Josh January 6th, 2007
“Count it all joy, my brethren, when you meet trias of various kinds, for you know that the testing of your faith prouces steadfastness.” -James 1:2-3
A man loses his job. A boy stubs his toe. A a stock-trader loses his wallet. A wife is abandoned by her husband. An employee is late for work. A woman is told she has a terminal illness. A student is mocked because he reads his Bible at school. A husband loses his wife to cancer.
These are different things that happen to Christians everyday. Some of these situations can be as minute as an inconvenience, while others are of such magnitude that they can bring life-paralysis. These different trials may vary in intensity, but they are all still trials, nonetheless. Though the degree of some trials is greater than others, they are all to be appreciated in the same respect. That is, Christians are to count them as all joy.
This does not mean we are to revel in these miseries as if they were joyous, in and of themselves. No, as the wise King Solomon once wrote, inspired by God the Holy Spirit Himself, there is a time for everything. What we are to do though, in such circumstances, is not give away to complete and utter despondency. Certainly we can look at the texts of Scripture and see some heros emerge victorious in suffering.
I’m inclined to consider Job. Did he not lament his pain and, at times, his own birth? Aye. He did. And what of the words of Jeremiah in Lamentations 3?
“I am the man who has seen affliction…”
“…my soul is bereft of peace…”
“My endurance has perished; so has my hope from the Lord.”
And yet, he considers those things and says:
“But this I call to mind, and therefore I have hope: The steadfast love of the Lord never ceases;his mercies never come to an end; they are new every morning; great is your faithfulness. “The Lord is my portion,” says my soul, “therefore I will hope in him.”

> Raw data:
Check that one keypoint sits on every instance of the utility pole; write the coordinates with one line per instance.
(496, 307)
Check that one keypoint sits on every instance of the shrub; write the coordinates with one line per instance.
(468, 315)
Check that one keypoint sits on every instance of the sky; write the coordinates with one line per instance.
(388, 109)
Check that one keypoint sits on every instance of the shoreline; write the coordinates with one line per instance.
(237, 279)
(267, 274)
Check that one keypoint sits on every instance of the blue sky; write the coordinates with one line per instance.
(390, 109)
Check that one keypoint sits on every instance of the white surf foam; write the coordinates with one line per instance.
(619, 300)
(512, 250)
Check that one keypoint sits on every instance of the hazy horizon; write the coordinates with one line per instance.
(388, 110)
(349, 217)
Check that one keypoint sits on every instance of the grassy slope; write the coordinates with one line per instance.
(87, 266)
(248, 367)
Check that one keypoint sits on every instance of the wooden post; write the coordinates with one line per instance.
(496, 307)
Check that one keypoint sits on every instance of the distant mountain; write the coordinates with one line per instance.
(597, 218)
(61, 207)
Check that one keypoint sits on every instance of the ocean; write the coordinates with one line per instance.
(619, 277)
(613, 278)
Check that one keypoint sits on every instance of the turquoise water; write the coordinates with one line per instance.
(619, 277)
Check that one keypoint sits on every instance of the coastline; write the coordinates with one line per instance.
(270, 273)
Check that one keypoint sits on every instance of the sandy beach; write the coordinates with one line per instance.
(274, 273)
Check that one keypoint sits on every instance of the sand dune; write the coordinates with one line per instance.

* * *

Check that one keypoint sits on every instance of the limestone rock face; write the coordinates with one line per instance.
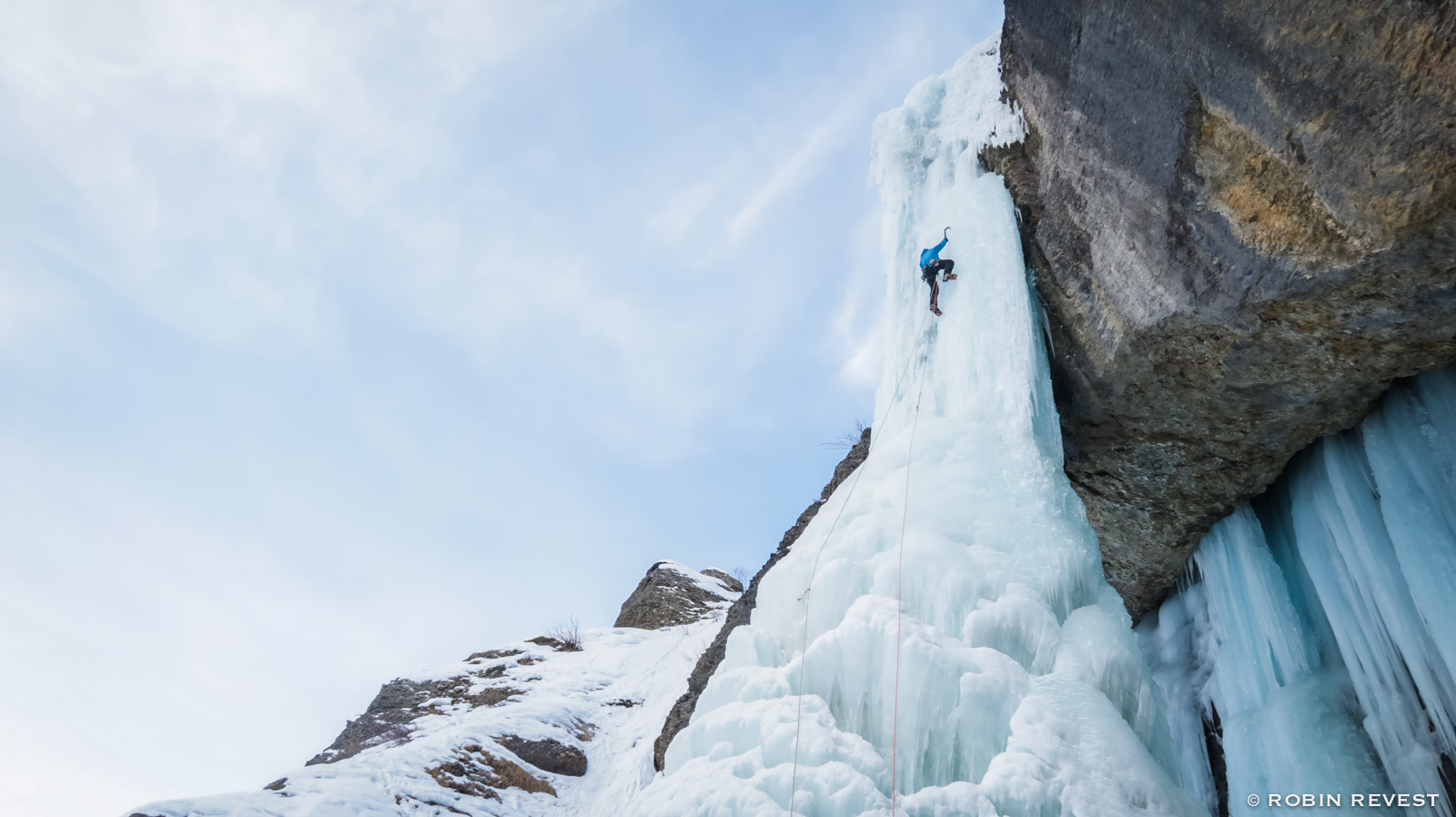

> Problem set:
a - In the devotional on trials, what are Christians to count their trials as?
b - Condense the paragraph of the devotional on trials that begins "These are different things that happen" into a short bulleted list that keeps its main points.
c - Extend the devotional on trials with a few paragraphs that pick up after its final quotation from Lamentations.

> Answers for each item:
a - They are to count them as all joy.

b -
- These things happen to Christians every day.
- Some are minor inconveniences, while others are severe enough to paralyze life.
- They vary in intensity, yet all are trials.
- All are to be regarded the same way: Christians are to count them as all joy.

c -
And Jeremiah goes on to say that the man should be content to sit alone in silence, if the Lord has so ordered it. He asks, “Who has spoken and it came to pass, unless the Lord has commanded it? Is it not from the mouth of the Most High that good and bad come?” You see, folks, what God sends our way has God’s intention behind it. No matter how ”big” or how “trivial” we perceive a trial, God has His purpose therein.
We might also consider the most glaring example of counting joy in suffering. Our Lord Jesus Christ, “who, though he was in the form of God, did not count equality with God a thing to be grasped, but made himself nothing, taking the form of a servant,being born in the likeness of men. And being found in human form, he humbled himself by becoming obedient to the point of death, even death on a cross.” What a glorious truth. What an example after which we should aspire!
You know something that’s odd and shameful? I’ve found that when I’m going through the “big” trials, it’s not too difficult to reserve myself to God’s providence and count such things as for His good purpose because I feel so helpless, to Whom else would I turn? No, it’s the “trivial” matters in wihich I utterly fail to recognize such. Things like being late for work, or not being able to find my keys, etc. It’s in these things that I become a little frustrated and fail to count them joy.
Lord, help this poor sinner to count all things you send my direction as joy.